Provided records
________________________

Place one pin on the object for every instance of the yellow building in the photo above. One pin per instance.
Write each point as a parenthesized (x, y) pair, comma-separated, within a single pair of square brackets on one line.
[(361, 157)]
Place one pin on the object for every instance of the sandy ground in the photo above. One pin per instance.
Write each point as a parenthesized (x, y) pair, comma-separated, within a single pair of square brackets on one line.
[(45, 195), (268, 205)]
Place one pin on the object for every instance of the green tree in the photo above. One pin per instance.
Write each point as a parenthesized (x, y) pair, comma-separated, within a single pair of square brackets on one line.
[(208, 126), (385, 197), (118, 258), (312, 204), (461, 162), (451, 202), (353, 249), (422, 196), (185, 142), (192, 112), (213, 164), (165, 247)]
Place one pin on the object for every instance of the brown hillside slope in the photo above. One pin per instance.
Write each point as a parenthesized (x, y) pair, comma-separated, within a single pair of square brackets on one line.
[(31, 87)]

________________________

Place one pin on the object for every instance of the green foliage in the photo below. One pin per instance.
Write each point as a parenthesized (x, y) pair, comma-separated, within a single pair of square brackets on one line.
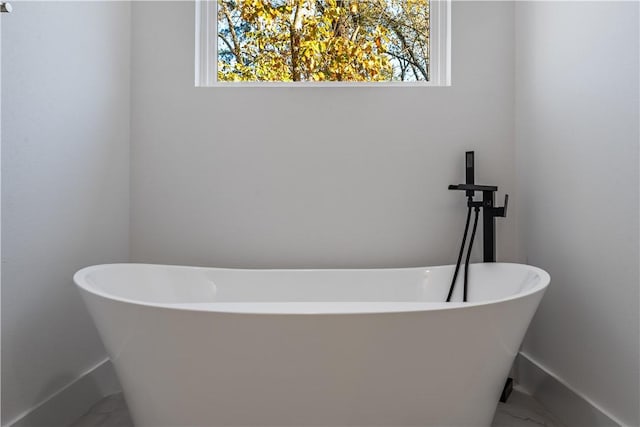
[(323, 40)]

________________________

Find the lines that mention "every" in the entries and show them.

Exercise output
Place one pin on the object for every instance of the yellow building in the photo above. One pin per instance.
Place one pin on the object for every instance of the sandy ground in the photo above. One pin per instance.
Place one pin on the object for every instance of the green tree in the photo above. One pin per instance.
Place one pin on the object for every instance of the brown hillside slope in the photo above. One pin per instance.
Place one pin on the object for every instance of the green foliage in the photo below. One pin per instance.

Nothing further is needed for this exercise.